**GIVEN EXERCISE:**
Copy every item below word for word, keeping each line the same.

**DATA ROWS:**
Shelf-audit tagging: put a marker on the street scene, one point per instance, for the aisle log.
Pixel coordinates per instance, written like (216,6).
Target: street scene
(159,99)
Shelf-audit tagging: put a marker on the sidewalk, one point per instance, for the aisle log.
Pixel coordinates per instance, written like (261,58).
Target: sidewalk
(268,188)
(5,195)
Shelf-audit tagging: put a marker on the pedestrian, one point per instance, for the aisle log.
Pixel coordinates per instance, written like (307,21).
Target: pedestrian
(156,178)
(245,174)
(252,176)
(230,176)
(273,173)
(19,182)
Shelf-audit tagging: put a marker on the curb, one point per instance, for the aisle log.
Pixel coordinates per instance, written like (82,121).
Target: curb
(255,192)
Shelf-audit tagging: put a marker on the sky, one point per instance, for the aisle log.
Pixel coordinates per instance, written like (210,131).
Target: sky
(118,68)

**CORRECT RESPONSE:**
Shelf-audit tagging: put a marker on the street scene, one point per instance, for the aisle log.
Pixel coordinates per instance, written like (216,6).
Target: street scene
(159,99)
Shelf-audit tagging: put a marker on the sidewalk, one point per instance, for the aisle log.
Pixel coordinates per instance, written like (261,58).
Target: sidewalk
(268,188)
(5,195)
Shelf-audit tagging: put a marker on the pedestrian, one point per instance, for the aisle log.
Pixel coordinates per instance, written like (307,21).
Target: pedestrian
(156,178)
(245,174)
(252,176)
(230,176)
(273,173)
(19,182)
Shelf-audit tagging: put a marker on the curb, one point per instance, for the aisle log.
Pixel coordinates per instance, written like (82,121).
Target: curb
(255,192)
Shelf-audit tagging: put a marker on the sky, one point per instance, for the aisle log.
Pixel coordinates per instance, written like (210,131).
Target: sky
(118,68)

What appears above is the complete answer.